Items from a labeling collection
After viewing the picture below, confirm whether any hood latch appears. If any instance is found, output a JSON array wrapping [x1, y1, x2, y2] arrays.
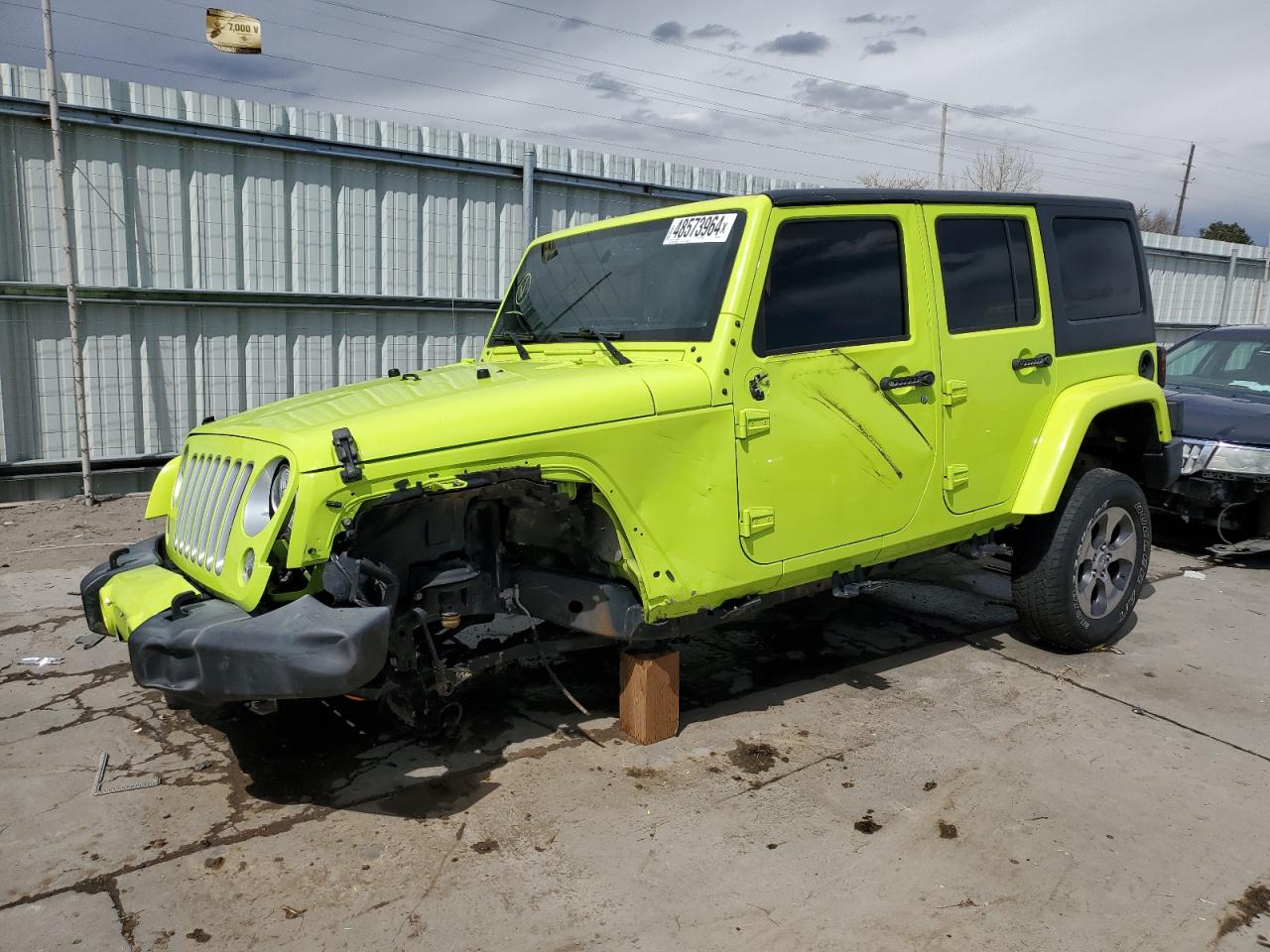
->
[[330, 426, 362, 482]]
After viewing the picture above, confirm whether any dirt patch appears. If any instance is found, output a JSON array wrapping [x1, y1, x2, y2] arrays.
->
[[727, 740, 789, 774], [1216, 884, 1270, 938], [0, 496, 151, 571]]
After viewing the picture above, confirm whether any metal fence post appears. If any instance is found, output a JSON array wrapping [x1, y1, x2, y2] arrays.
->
[[1219, 248, 1239, 326], [521, 146, 539, 248], [41, 0, 92, 505]]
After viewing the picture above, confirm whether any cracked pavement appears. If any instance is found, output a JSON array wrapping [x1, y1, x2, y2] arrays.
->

- _Work to complete_
Write out all of the data above again, requests included, with every bounding-box coordinate in the answers scaled by 1.35 and rounded to a whole number, halves going up. Leave the pictures out.

- _Right answer_
After viewing the picture below, confirm whether any hood latch appears. If any instance is found, output a JSON array wrapping [x1, y1, x2, y2] arrays.
->
[[446, 575, 489, 651]]
After viewing the picture above, confirm whether any dirt patch appears. If any instance is found, output a JSON array wrapping [x1, y1, x2, y2] arrays.
->
[[981, 999, 1065, 1045], [1642, 1193, 1715, 1266], [0, 670, 204, 771]]
After viewing the picture above, confirm whether any metal fence post appears. If any instance is found, output a JSON array wrapping [x1, y1, x2, y2] arrays.
->
[[1646, 335, 1673, 440], [703, 197, 728, 335], [55, 0, 124, 682]]
After viewing the picture above, confirm whether any cracked pavement appears. If any instance is found, output a JSON array wrapping [x1, y1, x2, y2] arrays.
->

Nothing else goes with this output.